» **OBIETTIVO 1**: Riporta senza alcuna modifica le righe dell'elenco, partendo da quella che contiene "Please identify the curtain" e proseguendo fino all'ultima riga dell'elenco, estremi compresi.

» **ESTRATTO DOCUMENTO**:

Visto che, per vostra stessa ammissione, c’è ancora tanto da dire, avete intenzione di riprendere il lavoro sull’apocalisse Zombie? E se sì, vi piacerebbe continuare a utilizzare i protagonisti di Roma, o vorreste crearne di nuovi, con magari altre città sullo sfondo?
Le idee in realtà sono tante, ma il problema, almeno da parte mia, è il tempo. Sono al lavoro su tanti progetti simultaneamente, e lo stesso Roma Città Morta è stato in cantiere per tanto tempo. Vediamo come va, se l’editore ci chiede un seguito ci si può pensare, anche perché il progetto iniziale era Le città morte e coinvolgeva più città, per esempio quindi chiamare uno scrittore di Milano e scrivere Milano Città Morta e così via. Vedremo.
Se si parla di Bevilacqua si parla di A Panda piace, e non poteva quindi mancare almeno una domanda nella nostra intervista. Puoi raccontarci qualcosa della attuale vita di Panda e cosa possiamo aspettarci nel prossimo futuro in tal senso?
La Panini mi ha dato la possibilità di raccontare questa storia e di farlo a modo mio, cioè appunto attraverso Panda. Chi l’ha cominciato a leggere ha visto che nei primi due numeri si trattava di qualcosa di leggero, ma che già dal terzo numero si è visto che la storia stesse andando in un’altra direzione. In realtà il tutto è stato un pretesto per raccontare della morte di mio nonno e di tutta una serie di emozioni come l’ansia, il panico, la paura, ma anche l’ozio o la creatività, e quindi di raccontare un mondo di Panda che andasse un attimo a discostarsi da quello delle classiche vignette brevi del sito. L’ultimo anno l’ho passato a fare A Panda piace l’avventura, appunto, proprio perché mi ha preso molto questo tipo di format. Nel 2016 uscirà in formato graphic novel, quindi mi dedicherò a modificare tutta una serie di dialoghi, di immagini, che anche per una questione di tempo non sono riuscito a realizzare all’inizio in una certa maniera. Ecco, diciamo che sarà come il progetto doveva essere inizialmente, ma che poi con Panini abbiamo deciso di dividere in 8 volumetti da edicola.

» **OBIETTIVO 2**: Puoi riscrivere in forma di elenco puntato il paragrafo dell'intervista che inizia con "La Panini mi ha dato", mantenendone i fatti principali?

» **VOCI FORNITE**:
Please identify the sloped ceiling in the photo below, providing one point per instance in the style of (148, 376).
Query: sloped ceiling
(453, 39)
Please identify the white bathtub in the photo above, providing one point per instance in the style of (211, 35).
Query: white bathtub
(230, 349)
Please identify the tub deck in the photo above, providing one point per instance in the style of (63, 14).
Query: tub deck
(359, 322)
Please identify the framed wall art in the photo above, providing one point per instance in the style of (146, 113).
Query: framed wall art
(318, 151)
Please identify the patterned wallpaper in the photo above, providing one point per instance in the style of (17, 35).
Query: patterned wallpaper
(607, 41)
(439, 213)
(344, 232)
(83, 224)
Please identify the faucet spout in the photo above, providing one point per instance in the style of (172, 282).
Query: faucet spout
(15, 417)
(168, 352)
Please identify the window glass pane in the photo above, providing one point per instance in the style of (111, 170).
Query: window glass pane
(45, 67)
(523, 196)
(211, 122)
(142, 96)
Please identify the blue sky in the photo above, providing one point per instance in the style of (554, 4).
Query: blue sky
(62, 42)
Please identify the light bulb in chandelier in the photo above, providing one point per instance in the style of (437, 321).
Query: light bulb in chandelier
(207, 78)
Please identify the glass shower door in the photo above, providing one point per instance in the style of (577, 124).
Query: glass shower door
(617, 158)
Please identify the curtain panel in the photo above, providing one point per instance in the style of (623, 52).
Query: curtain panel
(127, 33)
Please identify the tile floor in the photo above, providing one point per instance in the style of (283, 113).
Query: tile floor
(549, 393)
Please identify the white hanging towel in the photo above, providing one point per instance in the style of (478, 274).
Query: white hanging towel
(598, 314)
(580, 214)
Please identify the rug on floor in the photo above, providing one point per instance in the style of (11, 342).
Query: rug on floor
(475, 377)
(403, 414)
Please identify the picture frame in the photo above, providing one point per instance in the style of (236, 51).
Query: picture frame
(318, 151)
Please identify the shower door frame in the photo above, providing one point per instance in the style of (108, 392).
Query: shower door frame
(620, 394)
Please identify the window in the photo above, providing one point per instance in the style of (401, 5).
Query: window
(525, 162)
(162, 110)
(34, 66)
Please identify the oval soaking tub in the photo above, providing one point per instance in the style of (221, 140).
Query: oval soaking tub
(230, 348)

» **RISULTATO ESERCIZIO 1**:
Please identify the curtain panel in the photo above, providing one point per instance in the style of (623, 52).
Query: curtain panel
(127, 33)
Please identify the tile floor in the photo above, providing one point per instance in the style of (283, 113).
Query: tile floor
(549, 393)
Please identify the white hanging towel in the photo above, providing one point per instance in the style of (478, 274).
Query: white hanging towel
(598, 314)
(580, 214)
Please identify the rug on floor in the photo above, providing one point per instance in the style of (11, 342).
Query: rug on floor
(475, 377)
(403, 414)
Please identify the picture frame in the photo above, providing one point per instance in the style of (236, 51).
Query: picture frame
(318, 151)
Please identify the shower door frame in the photo above, providing one point per instance in the style of (108, 392).
Query: shower door frame
(620, 394)
Please identify the window in the photo above, providing one point per instance in the style of (401, 5).
Query: window
(525, 162)
(162, 110)
(34, 66)
Please identify the oval soaking tub in the photo above, providing one point per instance in the style of (221, 140).
Query: oval soaking tub
(230, 348)

» **RISULTATO ESERCIZIO 2**:
- Panini ha dato la possibilità di raccontare questa storia a modo proprio, attraverso Panda.
- I primi due numeri erano leggeri. Dal terzo la storia ha preso un'altra direzione.
- La storia era un pretesto per raccontare la morte del nonno e varie emozioni: ansia, panico, paura, ma anche ozio e creatività. Mostrava un mondo di Panda diverso dalle classiche vignette brevi del sito.
- L'ultimo anno è stato dedicato ad A Panda piace l'avventura, perché questo tipo di format ha coinvolto molto.
- Nel 2016 uscirà come graphic novel, con dialoghi e immagini modificati. All'inizio, anche per mancanza di tempo, non era stato possibile realizzarli in un certo modo.
- Sarà il progetto come era stato pensato all'inizio, prima della decisione presa con Panini di dividerlo in 8 volumetti da edicola.